__What is needed__
Return a copy of every line in the data below that contains "highway".
* * * * * * *
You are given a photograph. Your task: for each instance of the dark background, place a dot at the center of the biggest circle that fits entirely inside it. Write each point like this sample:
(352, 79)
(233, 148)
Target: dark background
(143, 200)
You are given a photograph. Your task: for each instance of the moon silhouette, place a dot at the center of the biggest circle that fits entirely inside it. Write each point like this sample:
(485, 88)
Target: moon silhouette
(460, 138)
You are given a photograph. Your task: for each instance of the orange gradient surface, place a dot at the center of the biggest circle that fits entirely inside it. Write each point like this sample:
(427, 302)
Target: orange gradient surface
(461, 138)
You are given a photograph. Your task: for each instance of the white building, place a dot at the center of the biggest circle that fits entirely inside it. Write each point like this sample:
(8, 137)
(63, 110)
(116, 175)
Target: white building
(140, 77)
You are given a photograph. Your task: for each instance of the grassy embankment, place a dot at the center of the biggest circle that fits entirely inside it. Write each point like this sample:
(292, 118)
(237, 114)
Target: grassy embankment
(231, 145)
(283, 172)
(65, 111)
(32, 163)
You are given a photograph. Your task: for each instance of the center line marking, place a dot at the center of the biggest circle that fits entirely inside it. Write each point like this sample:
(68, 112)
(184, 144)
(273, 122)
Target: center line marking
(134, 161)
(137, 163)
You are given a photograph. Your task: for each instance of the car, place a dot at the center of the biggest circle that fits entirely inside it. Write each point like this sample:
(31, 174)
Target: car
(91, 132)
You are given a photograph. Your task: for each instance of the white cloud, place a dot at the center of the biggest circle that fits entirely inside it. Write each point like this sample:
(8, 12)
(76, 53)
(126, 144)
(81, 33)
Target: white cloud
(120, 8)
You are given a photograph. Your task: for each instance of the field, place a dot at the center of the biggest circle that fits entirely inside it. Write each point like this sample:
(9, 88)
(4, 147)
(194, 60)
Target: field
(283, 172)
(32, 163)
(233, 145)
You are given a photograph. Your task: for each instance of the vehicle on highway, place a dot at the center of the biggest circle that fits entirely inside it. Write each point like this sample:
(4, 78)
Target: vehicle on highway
* * * * * * *
__Result for this task__
You are given a photograph. Your task: for each instance of the vehicle on highway, place a dot at the center of the biggest circle that fits entirely inside it. Write each point like this sample:
Target: vehicle on highway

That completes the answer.